(Stored data entries)
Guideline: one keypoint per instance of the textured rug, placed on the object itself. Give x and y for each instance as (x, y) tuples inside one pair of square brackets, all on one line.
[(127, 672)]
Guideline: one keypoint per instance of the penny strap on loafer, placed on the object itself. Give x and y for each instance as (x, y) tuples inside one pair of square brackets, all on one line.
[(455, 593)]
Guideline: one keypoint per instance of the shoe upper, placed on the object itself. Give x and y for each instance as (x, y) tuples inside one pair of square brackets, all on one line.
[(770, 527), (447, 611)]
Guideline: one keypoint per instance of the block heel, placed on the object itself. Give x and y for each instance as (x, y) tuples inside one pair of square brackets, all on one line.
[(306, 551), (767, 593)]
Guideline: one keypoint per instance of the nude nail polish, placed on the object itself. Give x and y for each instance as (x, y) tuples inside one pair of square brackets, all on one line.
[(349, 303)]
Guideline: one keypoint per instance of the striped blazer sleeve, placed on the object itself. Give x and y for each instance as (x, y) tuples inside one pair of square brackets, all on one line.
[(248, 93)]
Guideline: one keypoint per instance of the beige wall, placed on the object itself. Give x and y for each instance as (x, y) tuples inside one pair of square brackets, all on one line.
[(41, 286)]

Required task:
Copy out the records verbatim, from the line containing "Guideline: one keypoint per instance of the beige" through the end of the records, including both of those lines.

Solution to this task:
Guideline: one keypoint per instance of the beige wall, placed on the object itself. Give x and y for each instance as (x, y) tuples inside one pair of square brackets, all on one line.
[(41, 286)]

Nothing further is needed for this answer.